United States District Court, E.D. Michigan, Southern Division
Nov 27, 2023
23-cr-20243 (E.D. Mich. Nov. 27, 2023)

Opinion

23-cr-20243

11-27-2023

UNITED STATES OF AMERICA Plaintiff v. LIONEL WILLIAMS Defendant.


HON. CURTIS IVY, JR. UNITED STATES MAGISTRATE JUDGE

OPINION AND ORDER DENYING DEFENDANT'S MOTION TO DISMISS INDICTMENT [ECF NO. 22]

GERSHWIN A. DRAIN UNITED STATES DISTRICT JUDGE

I. Introduction

Defendant Lionel Williams (“Defendant”) faces one charge of Felon in Possession of a Firearm, a violation of 18 U.S.C. § 922(g)(1). See ECF No. 1. Before the Court is Defendant's Motion to Dismiss the Indictment [ECF No. 22]. It was filed on September 5, 2023. The Government responded on September 25, 2023 [ECF No. 23]. Defendant replied on October 2, 2023 [ECF No. 25]. The Motion is fully briefed. Upon review of the briefing and applicable authority, the Court concludes that oral argument will not aid in the resolution of this matter. Accordingly, the Court will decide Defendant's Motion on the briefs. See E.D. Mich. L.R. 7.1(f)(2).

For the reasons set forth below, Defendant's Motion is DENIED.

────────

- _Exercise tasks_
(a) Answer these questions about the court opinion above:
(i) What single charge does Lionel Williams face?
(ii) On what date did the Government file its response to the motion?
(iii) Who is named as United States District Judge?
(b) Pick up the court opinion on the firearm charge right after its last sentence, and write the next part.
The data that comes next has nothing to do with the court opinion above.

- _Material supplied_

────────

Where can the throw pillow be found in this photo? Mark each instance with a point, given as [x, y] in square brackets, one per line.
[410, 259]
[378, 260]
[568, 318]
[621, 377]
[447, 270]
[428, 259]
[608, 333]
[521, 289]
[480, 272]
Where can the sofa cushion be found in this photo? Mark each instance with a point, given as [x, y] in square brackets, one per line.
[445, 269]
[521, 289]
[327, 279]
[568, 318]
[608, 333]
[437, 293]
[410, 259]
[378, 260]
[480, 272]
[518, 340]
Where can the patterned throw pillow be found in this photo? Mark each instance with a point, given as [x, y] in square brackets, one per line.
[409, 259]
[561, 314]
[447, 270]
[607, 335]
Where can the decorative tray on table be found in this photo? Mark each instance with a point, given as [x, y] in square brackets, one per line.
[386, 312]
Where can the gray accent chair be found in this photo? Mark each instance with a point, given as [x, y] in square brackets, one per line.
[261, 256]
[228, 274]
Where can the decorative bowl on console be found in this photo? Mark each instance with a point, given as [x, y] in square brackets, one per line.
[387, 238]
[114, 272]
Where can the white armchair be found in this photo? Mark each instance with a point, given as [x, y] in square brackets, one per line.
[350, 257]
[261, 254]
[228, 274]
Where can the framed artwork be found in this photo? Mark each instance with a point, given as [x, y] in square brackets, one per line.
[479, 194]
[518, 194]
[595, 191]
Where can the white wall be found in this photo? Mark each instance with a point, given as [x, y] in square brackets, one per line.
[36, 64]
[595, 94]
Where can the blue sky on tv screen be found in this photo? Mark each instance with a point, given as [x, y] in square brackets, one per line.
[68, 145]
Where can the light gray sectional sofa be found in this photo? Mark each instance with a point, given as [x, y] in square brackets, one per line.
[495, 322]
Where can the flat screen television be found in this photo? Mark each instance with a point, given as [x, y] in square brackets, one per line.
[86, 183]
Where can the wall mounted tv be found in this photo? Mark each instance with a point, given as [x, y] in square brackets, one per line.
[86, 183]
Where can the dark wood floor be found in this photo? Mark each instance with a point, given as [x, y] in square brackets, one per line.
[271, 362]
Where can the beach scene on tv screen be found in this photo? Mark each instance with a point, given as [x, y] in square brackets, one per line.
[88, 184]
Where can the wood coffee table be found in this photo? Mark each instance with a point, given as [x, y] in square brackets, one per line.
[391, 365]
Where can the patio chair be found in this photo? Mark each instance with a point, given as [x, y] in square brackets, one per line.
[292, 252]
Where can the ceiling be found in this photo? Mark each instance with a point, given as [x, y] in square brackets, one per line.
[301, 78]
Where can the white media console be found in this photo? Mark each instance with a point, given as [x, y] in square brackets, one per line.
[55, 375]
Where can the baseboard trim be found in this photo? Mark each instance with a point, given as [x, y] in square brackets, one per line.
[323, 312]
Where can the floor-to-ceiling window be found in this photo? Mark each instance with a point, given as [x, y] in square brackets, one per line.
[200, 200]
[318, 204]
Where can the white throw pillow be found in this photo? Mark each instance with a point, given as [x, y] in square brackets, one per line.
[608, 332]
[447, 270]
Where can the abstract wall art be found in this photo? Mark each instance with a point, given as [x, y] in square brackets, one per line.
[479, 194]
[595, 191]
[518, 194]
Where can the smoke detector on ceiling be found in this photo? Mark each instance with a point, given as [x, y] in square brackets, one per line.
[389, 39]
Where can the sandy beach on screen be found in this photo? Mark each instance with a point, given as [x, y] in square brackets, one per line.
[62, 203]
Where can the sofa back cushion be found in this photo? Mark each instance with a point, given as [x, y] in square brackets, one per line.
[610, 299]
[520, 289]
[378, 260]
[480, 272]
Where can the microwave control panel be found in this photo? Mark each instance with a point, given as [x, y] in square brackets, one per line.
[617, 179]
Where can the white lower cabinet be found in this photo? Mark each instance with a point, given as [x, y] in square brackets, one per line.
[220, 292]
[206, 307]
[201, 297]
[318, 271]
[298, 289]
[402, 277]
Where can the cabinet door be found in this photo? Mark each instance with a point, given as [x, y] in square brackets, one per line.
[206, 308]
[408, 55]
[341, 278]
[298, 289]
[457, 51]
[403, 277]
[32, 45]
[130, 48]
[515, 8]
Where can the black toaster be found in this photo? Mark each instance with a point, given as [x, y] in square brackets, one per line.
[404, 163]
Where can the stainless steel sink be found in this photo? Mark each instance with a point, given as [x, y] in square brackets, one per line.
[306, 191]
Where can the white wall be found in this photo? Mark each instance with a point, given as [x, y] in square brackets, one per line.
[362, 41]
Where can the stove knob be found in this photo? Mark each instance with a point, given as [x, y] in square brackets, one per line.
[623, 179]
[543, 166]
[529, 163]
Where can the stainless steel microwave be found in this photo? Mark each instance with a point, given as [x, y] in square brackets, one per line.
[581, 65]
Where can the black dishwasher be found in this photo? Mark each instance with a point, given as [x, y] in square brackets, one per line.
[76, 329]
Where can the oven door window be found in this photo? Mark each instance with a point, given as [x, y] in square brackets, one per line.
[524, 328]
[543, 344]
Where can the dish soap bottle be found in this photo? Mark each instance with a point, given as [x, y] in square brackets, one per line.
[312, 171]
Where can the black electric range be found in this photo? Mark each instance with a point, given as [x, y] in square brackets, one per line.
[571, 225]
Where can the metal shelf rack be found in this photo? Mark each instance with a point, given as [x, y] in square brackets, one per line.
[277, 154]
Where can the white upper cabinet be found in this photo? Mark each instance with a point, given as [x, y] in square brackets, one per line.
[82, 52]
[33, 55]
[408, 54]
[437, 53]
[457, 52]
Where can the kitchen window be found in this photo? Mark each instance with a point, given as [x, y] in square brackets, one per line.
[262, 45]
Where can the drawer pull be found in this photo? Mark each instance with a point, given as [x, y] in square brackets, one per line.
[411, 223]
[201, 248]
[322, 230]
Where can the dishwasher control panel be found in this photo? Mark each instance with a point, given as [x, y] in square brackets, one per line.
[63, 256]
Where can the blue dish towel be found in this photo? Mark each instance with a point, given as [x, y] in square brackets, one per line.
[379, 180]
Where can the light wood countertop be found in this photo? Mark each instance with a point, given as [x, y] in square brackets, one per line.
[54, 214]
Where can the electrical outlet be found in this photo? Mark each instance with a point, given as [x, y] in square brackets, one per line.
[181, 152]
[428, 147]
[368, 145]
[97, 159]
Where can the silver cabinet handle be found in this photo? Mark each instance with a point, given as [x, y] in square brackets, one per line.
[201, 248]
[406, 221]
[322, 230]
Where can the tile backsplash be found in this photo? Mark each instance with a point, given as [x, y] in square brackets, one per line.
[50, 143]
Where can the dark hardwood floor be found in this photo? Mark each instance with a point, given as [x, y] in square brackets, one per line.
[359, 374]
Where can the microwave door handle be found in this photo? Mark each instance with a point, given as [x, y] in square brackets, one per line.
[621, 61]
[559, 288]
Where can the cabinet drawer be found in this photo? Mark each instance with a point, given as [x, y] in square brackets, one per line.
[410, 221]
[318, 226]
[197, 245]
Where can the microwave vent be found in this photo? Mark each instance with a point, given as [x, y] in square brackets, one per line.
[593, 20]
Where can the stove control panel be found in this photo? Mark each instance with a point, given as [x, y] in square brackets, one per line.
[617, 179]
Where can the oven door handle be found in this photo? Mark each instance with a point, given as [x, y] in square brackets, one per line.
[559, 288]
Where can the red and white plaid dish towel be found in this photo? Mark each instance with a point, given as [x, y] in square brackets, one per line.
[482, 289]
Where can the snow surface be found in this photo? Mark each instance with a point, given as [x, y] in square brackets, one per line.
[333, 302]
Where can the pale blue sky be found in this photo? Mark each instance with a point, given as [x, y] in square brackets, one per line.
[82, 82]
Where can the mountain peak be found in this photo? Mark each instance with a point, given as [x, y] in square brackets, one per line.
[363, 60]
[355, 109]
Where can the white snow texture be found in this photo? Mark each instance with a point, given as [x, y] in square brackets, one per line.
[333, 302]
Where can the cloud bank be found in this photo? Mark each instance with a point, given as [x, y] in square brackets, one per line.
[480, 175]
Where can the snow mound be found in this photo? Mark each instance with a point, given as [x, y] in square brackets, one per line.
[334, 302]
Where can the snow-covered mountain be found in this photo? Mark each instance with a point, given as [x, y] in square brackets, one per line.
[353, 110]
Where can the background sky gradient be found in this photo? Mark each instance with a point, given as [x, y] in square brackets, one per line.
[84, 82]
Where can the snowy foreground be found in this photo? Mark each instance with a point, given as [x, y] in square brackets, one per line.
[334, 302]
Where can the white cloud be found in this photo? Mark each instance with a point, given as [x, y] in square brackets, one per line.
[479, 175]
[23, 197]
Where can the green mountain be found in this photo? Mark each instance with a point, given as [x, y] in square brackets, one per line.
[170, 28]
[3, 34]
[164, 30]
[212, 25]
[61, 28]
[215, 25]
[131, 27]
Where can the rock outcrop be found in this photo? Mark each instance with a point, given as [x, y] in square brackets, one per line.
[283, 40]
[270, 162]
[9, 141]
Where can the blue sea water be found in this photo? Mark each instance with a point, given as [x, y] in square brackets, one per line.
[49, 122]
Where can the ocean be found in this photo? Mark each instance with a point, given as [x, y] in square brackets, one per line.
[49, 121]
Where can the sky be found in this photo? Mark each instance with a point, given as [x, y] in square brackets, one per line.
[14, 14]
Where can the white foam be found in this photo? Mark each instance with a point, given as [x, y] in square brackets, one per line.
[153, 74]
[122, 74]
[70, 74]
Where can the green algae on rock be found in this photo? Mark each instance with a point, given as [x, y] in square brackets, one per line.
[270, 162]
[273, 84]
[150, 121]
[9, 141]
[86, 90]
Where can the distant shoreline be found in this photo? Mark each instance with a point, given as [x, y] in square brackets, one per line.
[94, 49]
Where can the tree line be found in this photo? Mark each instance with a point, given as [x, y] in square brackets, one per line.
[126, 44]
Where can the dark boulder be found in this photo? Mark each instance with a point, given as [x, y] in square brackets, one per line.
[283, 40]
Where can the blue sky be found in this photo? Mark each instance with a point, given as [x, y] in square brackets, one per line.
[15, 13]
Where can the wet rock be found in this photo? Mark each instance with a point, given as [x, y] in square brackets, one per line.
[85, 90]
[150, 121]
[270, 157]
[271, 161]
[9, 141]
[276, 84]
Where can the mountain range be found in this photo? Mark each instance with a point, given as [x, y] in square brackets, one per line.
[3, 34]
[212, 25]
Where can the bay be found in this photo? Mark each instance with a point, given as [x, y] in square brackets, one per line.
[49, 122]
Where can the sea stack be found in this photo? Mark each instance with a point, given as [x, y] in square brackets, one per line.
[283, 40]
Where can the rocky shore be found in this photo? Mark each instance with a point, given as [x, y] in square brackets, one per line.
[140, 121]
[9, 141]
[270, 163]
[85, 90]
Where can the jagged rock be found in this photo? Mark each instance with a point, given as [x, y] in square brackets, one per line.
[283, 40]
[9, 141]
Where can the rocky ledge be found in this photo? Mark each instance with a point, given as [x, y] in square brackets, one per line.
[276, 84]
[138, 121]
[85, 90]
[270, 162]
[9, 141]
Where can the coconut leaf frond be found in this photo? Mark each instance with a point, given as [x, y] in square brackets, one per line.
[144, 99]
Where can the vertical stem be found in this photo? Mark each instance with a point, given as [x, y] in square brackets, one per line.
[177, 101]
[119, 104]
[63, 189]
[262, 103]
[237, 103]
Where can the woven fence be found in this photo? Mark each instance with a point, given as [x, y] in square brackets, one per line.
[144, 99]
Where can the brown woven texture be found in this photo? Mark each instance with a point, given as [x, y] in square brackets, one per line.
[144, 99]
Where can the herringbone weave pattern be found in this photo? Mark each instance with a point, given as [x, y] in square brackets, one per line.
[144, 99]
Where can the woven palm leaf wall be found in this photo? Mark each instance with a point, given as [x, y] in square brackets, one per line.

────────

- _Results for the exercise_
(a)
(i) Felon in Possession of a Firearm, a violation of 18 U.S.C. § 922(g)(1).
(ii) September 25, 2023.
(iii) Gershwin A. Drain.

(b)
II. FACTUAL AND PROCEDURAL BACKGROUND

The factual background giving rise to this case is recited in the affidavit of FBI Special Agent Daniel Scott. According to the affidavit, on June 29, 2022, at approximately 8:00 a.m., officers of the Detroit Police Department (“DPD”) responded to a non-fatal shooting at 820 West McNichols, Detroit, MI. Upon arrival, the DPD officers observed an adult victim (“AV-1”) who sustained a gunshot wound to the left hip area. ECF No. 1, PageID.3. The responding officers recovered one brass 9mm Luger spent casing and observed blood on the concrete. Id.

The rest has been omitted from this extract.